> **Direction**
Copy out every row below word for word, leaving out the pictures.

> **Source records**
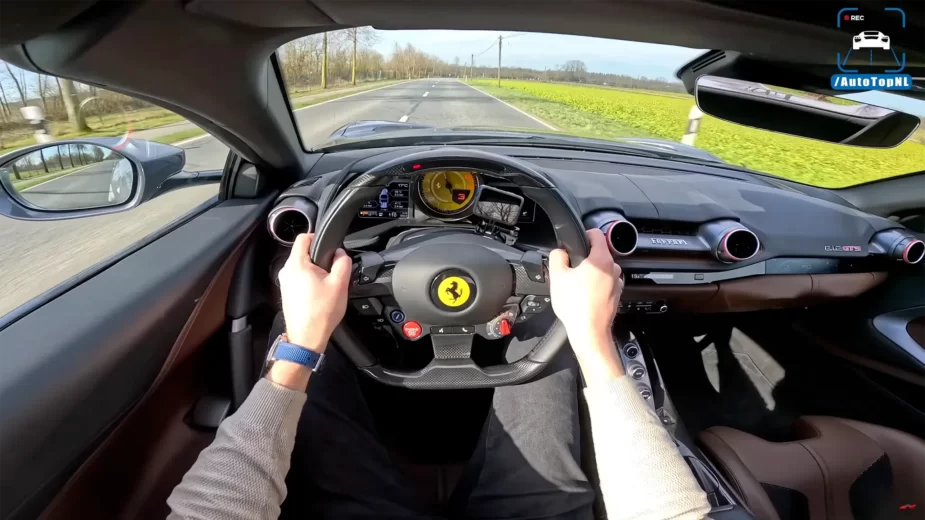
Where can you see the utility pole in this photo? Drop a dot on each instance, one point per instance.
(324, 61)
(499, 60)
(353, 75)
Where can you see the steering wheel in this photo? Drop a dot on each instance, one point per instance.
(445, 280)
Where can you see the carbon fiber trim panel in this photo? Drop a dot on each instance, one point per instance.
(452, 346)
(449, 374)
(524, 285)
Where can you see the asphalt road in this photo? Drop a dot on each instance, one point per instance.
(86, 187)
(36, 256)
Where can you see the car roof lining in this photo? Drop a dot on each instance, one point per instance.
(220, 76)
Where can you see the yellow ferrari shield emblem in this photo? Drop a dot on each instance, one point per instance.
(453, 291)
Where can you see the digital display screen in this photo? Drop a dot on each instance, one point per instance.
(394, 201)
(498, 206)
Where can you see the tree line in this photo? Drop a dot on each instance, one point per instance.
(317, 61)
(348, 56)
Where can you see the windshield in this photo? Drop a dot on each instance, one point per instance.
(441, 82)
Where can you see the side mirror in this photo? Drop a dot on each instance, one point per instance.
(802, 114)
(85, 177)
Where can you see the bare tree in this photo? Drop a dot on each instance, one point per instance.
(42, 90)
(22, 95)
(69, 93)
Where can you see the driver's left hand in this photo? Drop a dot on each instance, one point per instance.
(314, 301)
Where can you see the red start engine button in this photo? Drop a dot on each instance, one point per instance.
(412, 329)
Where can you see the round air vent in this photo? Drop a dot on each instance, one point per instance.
(622, 237)
(288, 219)
(738, 244)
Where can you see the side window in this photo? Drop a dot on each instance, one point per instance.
(92, 151)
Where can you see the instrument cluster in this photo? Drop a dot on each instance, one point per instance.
(447, 194)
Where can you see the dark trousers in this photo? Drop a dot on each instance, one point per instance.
(525, 465)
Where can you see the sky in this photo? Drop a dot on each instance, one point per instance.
(539, 51)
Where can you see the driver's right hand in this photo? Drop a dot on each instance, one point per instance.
(585, 298)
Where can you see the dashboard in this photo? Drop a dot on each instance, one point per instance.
(689, 238)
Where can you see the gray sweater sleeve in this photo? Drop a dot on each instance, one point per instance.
(642, 474)
(242, 473)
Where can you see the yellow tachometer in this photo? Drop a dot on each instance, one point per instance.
(448, 192)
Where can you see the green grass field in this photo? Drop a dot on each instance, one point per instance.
(611, 113)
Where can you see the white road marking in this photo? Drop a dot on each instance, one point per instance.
(354, 94)
(56, 178)
(538, 120)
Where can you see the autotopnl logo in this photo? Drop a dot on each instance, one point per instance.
(870, 61)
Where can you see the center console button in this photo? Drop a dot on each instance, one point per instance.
(412, 329)
(631, 350)
(636, 371)
(367, 306)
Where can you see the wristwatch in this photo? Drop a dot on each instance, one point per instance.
(281, 349)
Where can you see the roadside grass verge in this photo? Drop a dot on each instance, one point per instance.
(604, 111)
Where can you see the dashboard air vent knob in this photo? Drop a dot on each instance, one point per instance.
(899, 245)
(730, 241)
(289, 218)
(620, 233)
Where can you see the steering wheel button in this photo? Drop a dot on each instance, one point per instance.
(532, 262)
(504, 327)
(370, 263)
(367, 306)
(412, 330)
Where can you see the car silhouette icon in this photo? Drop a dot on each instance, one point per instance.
(871, 40)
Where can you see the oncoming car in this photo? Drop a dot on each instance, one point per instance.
(871, 40)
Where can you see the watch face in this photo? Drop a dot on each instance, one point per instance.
(271, 354)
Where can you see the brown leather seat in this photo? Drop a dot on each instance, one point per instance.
(834, 469)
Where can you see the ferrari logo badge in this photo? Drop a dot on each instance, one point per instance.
(453, 291)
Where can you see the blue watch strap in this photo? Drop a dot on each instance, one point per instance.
(296, 354)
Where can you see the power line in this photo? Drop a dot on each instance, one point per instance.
(490, 47)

> **Answer to this exercise**
Where can you see the utility pole in this photo? Drop a dot on each instance, one point per instance.
(324, 61)
(499, 60)
(353, 75)
Where can you see the steering wheel in this photo? Drop a dot on each instance, one point per instance.
(445, 280)
Where can you see the carbon fiber trim panel in this photo? Drop a dot on each instance, one point per instance.
(452, 346)
(449, 374)
(524, 285)
Where can you see the asphalt road in this photo? Drop a dot on each instance, one point per instance.
(86, 187)
(36, 256)
Where can you see the car roof lining in this photo? Drop a dot on each instance, one point per instance.
(220, 76)
Where can you see the yellow ferrari shield emblem in this photo? Drop a dot on each instance, one point per instance.
(453, 291)
Where can you see the digital display screen in this photo? Drop a dot on each instance, one point per instance.
(394, 201)
(498, 206)
Where can you see the tree line in this photo? Drop a dot on each instance, one point per instance.
(317, 61)
(348, 56)
Where can you see the windshield in this photo? Drop a dot on each instance, one point per instance.
(441, 82)
Where can you see the side mirror in this photo? Drop a dot on each instance, one point per instance.
(802, 114)
(85, 177)
Where can you see the bare tree in this photo? Drop a dot on each instance, one point per instance.
(42, 90)
(22, 95)
(69, 93)
Where can you see the driver's left hand in this photo? Drop a dot on each instance, one point per instance.
(314, 301)
Where can you see the red start engine button in this photo? Drop a dot on each instance, one point per instance.
(412, 329)
Where can you see the round air vent in this photo? Drop a dot on each instance, one point per instance.
(622, 237)
(288, 219)
(738, 244)
Where can you see the side window in this photo? Drop a dot on each instance, one point per instance.
(92, 151)
Where can you see the instrument cluster in this photo? Drop a dot on each instance, one point per instance.
(447, 194)
Where can you see the dark trousers in this photo? Drop a dot on each instance, one point per instance.
(525, 465)
Where can you see the sky in this photo? Drop a dot on each instance, one point per instance.
(539, 51)
Where can you see the driver's right hand in this photo? Drop a dot on each instance, one point per instance.
(585, 298)
Where can you see the dashboard in this photo? Drop a dot on each instance, one point per instance.
(689, 238)
Where can you see the gray sweater sleeve in this photo? Drop a dot on each instance, one point per instance.
(642, 474)
(242, 473)
Where can you see the yellow tachometer in this photo? Drop a dot on each instance, one point per instance.
(448, 192)
Where can you see the green grass field in this photo? Drop a dot on each instance, one point per instance.
(611, 113)
Where can you see the white road marking in this photo? Drop a dot on each instance, one point per instance.
(354, 94)
(56, 178)
(538, 120)
Where can you see the autotopnl logo in this photo? Drop a dot on each instance, one point per instance.
(870, 61)
Where can you see the center console button in this photo? Drop a dot on each instance, one point per instance.
(412, 329)
(631, 350)
(636, 371)
(367, 306)
Where can you see the wristwatch in this photo? Drop a dot on each instance, one point per instance.
(281, 349)
Where can you see the roadside grass verge in this photo? Drop a dot on each instance, one point per instance.
(604, 111)
Where can you see the dashboard air vent knob in this photo? Drop a dot on each instance, one point per instance.
(899, 245)
(730, 241)
(289, 218)
(620, 233)
Where can you see the steering wheel button in this photo? Drop a dot on each instance, one point per instance.
(532, 262)
(504, 327)
(370, 263)
(367, 306)
(412, 330)
Where can you see the car silhouette icon in this photo? Drop a dot on each instance, one point per instance.
(871, 40)
Where can you see the oncoming car in this photo? Drop a dot on each instance, one point per instance.
(871, 40)
Where can you see the watch face in this photo? Drop a dot on each instance, one point per instance.
(271, 354)
Where can you see the brown leather seat in this photo? Drop a dot on each instance, one point per instance.
(834, 469)
Where can you see the ferrari logo badge in this photo? Drop a dot on each instance, one point per instance.
(453, 291)
Where can you see the blue watch strap in this photo? Drop a dot on each instance, one point per instance.
(296, 354)
Where can you see the power line in this photo? Drop a dot on each instance, one point per instance.
(490, 47)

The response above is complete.